## Problem to work on
Rewrite the items below, swapping "arched window" for "arched doorway" and keeping every other part unchanged.

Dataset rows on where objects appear

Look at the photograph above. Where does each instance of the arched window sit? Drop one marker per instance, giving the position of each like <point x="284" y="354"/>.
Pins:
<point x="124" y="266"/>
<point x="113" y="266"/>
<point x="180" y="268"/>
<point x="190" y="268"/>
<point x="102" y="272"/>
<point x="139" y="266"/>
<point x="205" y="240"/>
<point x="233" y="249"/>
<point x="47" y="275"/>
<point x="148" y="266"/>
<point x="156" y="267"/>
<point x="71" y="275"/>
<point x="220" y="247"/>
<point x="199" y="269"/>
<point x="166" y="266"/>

## Written reply
Look at the photograph above. Where does each instance of the arched doorway sit? Drop one marker per instance, giving the position of each like <point x="284" y="354"/>.
Pins:
<point x="124" y="266"/>
<point x="113" y="266"/>
<point x="180" y="268"/>
<point x="190" y="268"/>
<point x="102" y="272"/>
<point x="139" y="266"/>
<point x="205" y="240"/>
<point x="233" y="249"/>
<point x="47" y="275"/>
<point x="148" y="266"/>
<point x="156" y="267"/>
<point x="71" y="275"/>
<point x="220" y="247"/>
<point x="199" y="269"/>
<point x="166" y="266"/>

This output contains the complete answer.